### TASK:
Copy the records word for word, starting at the line that contains "Camera-trap tally: mark every instance of the tree in" and continuing through the end of the records. Leave the pictures out of your copy.

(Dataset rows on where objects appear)

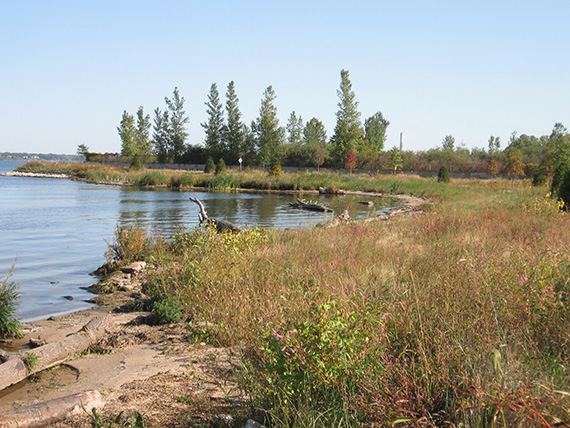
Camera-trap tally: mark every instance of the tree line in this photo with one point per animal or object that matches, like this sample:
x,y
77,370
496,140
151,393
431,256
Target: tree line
x,y
355,144
263,142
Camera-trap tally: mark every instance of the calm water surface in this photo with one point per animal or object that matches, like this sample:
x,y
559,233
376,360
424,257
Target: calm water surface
x,y
55,231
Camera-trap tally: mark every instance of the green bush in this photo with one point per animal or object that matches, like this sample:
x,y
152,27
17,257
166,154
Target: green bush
x,y
210,166
443,175
167,310
559,174
539,177
221,167
9,325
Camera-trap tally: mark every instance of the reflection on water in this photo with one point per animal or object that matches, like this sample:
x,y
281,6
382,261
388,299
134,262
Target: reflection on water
x,y
56,230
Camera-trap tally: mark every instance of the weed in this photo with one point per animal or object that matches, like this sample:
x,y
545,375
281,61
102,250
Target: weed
x,y
9,325
135,420
31,362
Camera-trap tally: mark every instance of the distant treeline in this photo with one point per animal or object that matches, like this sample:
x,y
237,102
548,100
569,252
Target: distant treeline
x,y
39,156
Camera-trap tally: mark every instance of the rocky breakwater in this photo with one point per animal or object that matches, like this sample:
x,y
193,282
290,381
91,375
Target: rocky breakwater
x,y
35,174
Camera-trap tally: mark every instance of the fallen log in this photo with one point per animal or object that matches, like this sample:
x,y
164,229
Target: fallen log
x,y
18,366
219,224
311,206
52,411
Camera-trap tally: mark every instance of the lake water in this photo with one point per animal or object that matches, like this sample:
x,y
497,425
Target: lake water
x,y
55,231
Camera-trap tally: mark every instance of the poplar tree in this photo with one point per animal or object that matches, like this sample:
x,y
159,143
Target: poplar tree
x,y
348,132
214,126
127,132
176,126
315,142
268,134
161,135
374,137
142,135
234,131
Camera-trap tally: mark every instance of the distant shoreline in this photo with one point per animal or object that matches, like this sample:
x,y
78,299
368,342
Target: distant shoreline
x,y
35,174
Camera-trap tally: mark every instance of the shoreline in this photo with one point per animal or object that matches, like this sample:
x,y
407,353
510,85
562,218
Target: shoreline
x,y
35,174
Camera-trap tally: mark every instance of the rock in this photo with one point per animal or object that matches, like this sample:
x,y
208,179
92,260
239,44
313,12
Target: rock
x,y
36,342
134,267
222,421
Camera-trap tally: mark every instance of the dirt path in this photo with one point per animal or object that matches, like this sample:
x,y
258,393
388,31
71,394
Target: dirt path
x,y
158,371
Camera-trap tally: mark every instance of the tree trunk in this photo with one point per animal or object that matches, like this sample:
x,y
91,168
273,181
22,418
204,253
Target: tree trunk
x,y
18,366
48,412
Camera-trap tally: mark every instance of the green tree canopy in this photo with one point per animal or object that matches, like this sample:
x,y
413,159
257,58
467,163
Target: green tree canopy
x,y
315,142
177,126
214,127
374,137
127,132
348,131
234,130
268,134
142,135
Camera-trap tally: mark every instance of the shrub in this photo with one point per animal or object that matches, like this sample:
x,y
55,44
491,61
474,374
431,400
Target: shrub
x,y
443,175
210,167
221,167
275,169
564,190
539,177
9,325
559,173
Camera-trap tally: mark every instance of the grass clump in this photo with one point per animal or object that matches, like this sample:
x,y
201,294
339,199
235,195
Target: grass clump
x,y
9,325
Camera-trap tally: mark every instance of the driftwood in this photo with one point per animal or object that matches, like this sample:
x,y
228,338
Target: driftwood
x,y
311,206
16,367
219,224
48,412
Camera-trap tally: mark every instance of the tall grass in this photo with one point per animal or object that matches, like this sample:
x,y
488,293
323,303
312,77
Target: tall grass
x,y
9,325
458,317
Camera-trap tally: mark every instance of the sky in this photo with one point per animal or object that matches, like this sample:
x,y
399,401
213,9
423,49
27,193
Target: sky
x,y
470,69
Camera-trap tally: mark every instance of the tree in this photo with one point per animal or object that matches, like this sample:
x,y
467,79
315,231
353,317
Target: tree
x,y
396,160
374,137
221,167
234,131
294,148
127,132
350,160
315,142
143,143
348,131
210,166
176,126
443,175
448,143
493,167
161,135
494,145
513,163
268,134
214,127
83,150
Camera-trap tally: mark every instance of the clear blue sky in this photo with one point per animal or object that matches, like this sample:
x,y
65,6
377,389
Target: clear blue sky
x,y
467,68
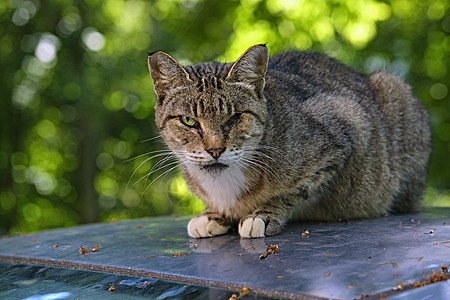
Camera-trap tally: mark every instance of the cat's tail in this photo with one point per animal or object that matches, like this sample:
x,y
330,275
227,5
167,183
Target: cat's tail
x,y
408,131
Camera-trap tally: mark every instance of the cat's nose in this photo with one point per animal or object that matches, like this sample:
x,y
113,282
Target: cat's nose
x,y
215,152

### THE OUTPUT:
Camera-trap tally: mark every instance of the tree in this photo with one point per animal or object that matches, like this sample:
x,y
467,79
315,231
353,317
Target: tree
x,y
396,160
374,137
221,167
234,131
294,148
127,132
350,160
315,142
143,143
348,131
210,166
176,126
443,175
448,143
493,167
161,135
494,145
513,163
268,134
214,127
83,150
Camera-trap tally: mark every instance of the clear blue sky in this photo with one point per animal or object that matches, like this sample:
x,y
65,6
377,389
Target: clear blue sky
x,y
467,68
Camera-trap tally: mark every instance of the cat's tail in this photo with one point per animal or object that matches, like this sample:
x,y
330,275
227,5
167,183
Target: cat's tail
x,y
408,131
Camera-trap tally: mark every instance of the cat's nose in this photo with one point per animal or object that matches, like this sample:
x,y
113,282
Target: cat's nose
x,y
215,152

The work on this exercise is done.